··· Given information
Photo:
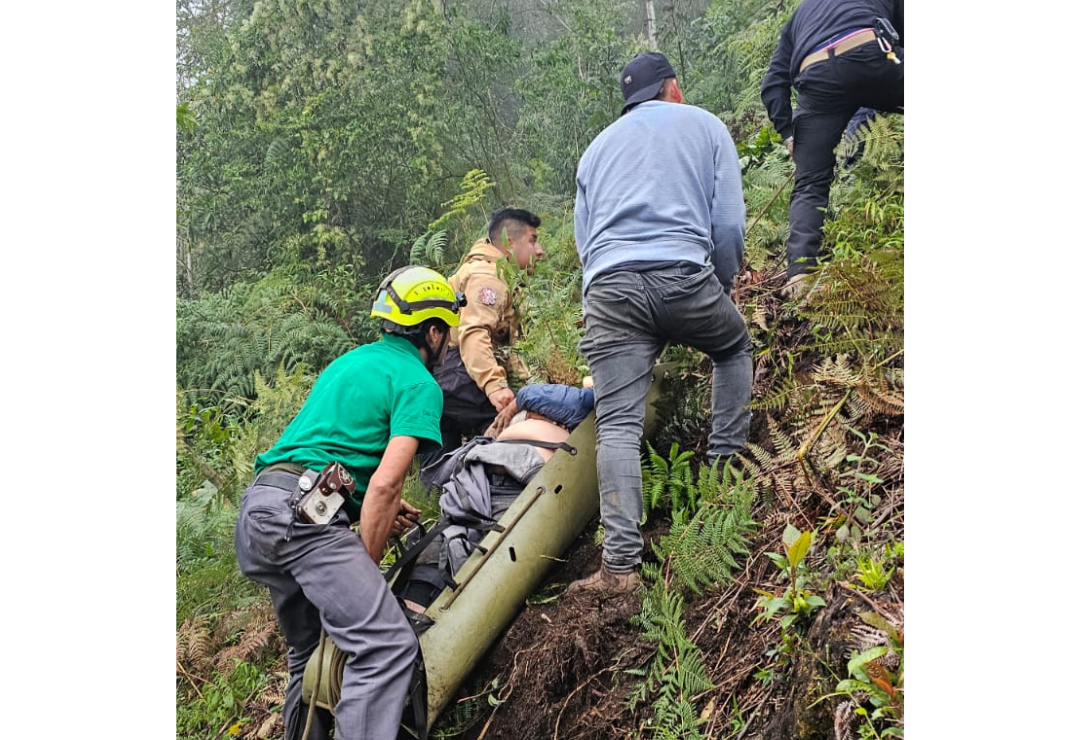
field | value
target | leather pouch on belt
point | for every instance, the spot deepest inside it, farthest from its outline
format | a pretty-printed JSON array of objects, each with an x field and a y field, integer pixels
[{"x": 326, "y": 495}]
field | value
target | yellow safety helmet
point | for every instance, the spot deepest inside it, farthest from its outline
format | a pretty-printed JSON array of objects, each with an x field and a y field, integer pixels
[{"x": 410, "y": 295}]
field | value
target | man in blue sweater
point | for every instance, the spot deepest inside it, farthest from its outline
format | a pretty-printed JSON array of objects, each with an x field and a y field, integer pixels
[{"x": 659, "y": 222}]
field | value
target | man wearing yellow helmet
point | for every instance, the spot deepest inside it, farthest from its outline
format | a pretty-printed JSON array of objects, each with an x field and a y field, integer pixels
[{"x": 367, "y": 415}]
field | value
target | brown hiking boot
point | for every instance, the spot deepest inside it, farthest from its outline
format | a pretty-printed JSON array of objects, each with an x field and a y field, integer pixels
[{"x": 607, "y": 581}]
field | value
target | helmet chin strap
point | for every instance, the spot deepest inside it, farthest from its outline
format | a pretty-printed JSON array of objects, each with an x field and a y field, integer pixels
[{"x": 433, "y": 355}]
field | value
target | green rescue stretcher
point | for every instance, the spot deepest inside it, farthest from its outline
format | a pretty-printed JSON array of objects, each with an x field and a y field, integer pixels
[{"x": 537, "y": 529}]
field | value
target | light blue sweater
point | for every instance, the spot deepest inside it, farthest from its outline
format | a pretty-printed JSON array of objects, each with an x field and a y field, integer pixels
[{"x": 661, "y": 184}]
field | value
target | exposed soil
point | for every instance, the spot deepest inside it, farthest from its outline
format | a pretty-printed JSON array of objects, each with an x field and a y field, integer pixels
[{"x": 559, "y": 670}]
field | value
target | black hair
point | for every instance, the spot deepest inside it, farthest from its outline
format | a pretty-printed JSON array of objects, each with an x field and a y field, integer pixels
[
  {"x": 416, "y": 333},
  {"x": 503, "y": 215}
]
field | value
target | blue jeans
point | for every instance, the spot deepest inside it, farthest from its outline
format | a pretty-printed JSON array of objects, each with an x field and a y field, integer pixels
[
  {"x": 629, "y": 319},
  {"x": 323, "y": 577}
]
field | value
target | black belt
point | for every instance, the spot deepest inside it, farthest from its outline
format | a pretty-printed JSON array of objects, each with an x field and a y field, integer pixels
[
  {"x": 846, "y": 44},
  {"x": 278, "y": 479}
]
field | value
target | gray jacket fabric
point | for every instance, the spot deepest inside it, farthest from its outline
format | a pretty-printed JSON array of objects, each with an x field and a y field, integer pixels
[{"x": 467, "y": 498}]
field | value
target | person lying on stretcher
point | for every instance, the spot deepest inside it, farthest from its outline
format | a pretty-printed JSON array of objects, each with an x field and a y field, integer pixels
[{"x": 543, "y": 413}]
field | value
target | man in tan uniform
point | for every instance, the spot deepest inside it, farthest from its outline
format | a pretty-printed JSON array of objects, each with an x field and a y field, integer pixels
[{"x": 473, "y": 374}]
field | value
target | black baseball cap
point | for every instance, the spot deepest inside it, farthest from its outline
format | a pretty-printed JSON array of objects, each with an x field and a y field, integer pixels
[{"x": 643, "y": 78}]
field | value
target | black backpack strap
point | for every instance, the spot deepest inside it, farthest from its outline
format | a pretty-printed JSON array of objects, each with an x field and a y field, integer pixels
[
  {"x": 406, "y": 561},
  {"x": 543, "y": 443}
]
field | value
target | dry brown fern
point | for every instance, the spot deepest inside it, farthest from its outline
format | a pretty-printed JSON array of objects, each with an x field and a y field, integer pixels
[
  {"x": 253, "y": 643},
  {"x": 193, "y": 645}
]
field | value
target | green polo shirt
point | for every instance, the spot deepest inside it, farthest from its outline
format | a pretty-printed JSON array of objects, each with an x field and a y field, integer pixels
[{"x": 361, "y": 400}]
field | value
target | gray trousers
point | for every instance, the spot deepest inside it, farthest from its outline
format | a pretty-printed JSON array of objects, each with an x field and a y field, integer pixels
[
  {"x": 323, "y": 577},
  {"x": 629, "y": 318}
]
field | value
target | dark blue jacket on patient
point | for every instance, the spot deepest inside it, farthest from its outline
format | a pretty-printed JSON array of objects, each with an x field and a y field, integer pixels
[{"x": 563, "y": 404}]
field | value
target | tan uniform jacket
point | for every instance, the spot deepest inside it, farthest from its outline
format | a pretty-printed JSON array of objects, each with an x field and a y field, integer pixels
[{"x": 489, "y": 322}]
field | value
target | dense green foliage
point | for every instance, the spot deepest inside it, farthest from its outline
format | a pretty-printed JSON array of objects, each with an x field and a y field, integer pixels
[{"x": 321, "y": 144}]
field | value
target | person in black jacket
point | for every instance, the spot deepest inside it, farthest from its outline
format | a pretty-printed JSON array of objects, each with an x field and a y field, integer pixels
[{"x": 839, "y": 55}]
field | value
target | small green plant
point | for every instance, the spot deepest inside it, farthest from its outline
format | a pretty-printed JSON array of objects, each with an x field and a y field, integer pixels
[
  {"x": 675, "y": 673},
  {"x": 795, "y": 603},
  {"x": 669, "y": 483},
  {"x": 859, "y": 498},
  {"x": 218, "y": 705},
  {"x": 873, "y": 574},
  {"x": 876, "y": 684}
]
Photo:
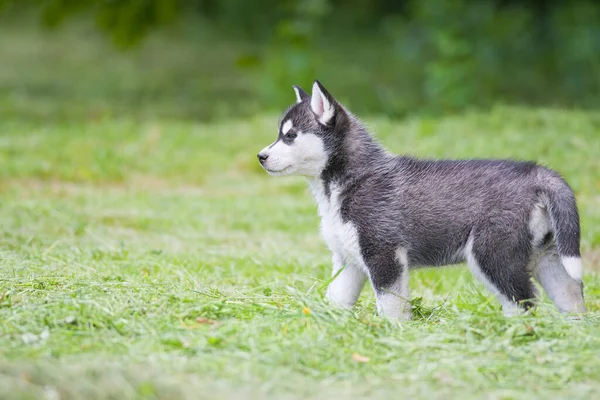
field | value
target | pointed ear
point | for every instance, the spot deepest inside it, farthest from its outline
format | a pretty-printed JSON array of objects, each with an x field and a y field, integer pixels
[
  {"x": 301, "y": 95},
  {"x": 322, "y": 104}
]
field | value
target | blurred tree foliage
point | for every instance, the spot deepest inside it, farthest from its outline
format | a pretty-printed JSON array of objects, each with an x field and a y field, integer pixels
[{"x": 388, "y": 56}]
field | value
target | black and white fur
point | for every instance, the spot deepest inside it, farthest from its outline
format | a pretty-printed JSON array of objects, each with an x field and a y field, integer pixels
[{"x": 384, "y": 214}]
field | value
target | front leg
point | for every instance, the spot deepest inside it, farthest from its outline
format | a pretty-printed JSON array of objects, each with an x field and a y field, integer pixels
[
  {"x": 346, "y": 287},
  {"x": 389, "y": 277}
]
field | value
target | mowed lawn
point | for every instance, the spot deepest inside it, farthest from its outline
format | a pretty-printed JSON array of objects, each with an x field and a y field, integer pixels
[
  {"x": 147, "y": 255},
  {"x": 156, "y": 259}
]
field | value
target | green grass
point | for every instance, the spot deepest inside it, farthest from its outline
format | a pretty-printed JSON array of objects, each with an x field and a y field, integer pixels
[
  {"x": 151, "y": 257},
  {"x": 119, "y": 237}
]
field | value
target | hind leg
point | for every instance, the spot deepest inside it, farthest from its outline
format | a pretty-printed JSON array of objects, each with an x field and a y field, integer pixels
[
  {"x": 565, "y": 292},
  {"x": 502, "y": 267}
]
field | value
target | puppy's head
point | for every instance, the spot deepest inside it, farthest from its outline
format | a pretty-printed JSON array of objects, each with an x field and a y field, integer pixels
[{"x": 307, "y": 131}]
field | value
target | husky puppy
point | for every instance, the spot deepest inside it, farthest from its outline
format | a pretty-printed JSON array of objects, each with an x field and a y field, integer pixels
[{"x": 383, "y": 214}]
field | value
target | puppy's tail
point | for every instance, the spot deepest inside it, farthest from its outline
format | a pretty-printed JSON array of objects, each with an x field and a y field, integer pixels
[{"x": 559, "y": 199}]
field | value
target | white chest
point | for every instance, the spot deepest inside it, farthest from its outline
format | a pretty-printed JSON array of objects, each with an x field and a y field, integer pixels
[{"x": 341, "y": 237}]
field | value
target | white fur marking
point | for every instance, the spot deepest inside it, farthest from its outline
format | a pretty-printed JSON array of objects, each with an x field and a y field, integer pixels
[
  {"x": 573, "y": 267},
  {"x": 394, "y": 302},
  {"x": 402, "y": 256},
  {"x": 539, "y": 224},
  {"x": 509, "y": 307},
  {"x": 341, "y": 237},
  {"x": 287, "y": 125},
  {"x": 346, "y": 287},
  {"x": 322, "y": 107}
]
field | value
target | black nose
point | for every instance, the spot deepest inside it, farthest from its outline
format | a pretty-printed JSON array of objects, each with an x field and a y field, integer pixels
[{"x": 262, "y": 157}]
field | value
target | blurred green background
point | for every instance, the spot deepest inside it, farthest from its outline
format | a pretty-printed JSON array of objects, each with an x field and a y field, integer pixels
······
Throughout the data above, report every line that contains the string "blue".

target | man in blue sweater
target | light blue sweater
target | blue jeans
target | dark blue jacket on patient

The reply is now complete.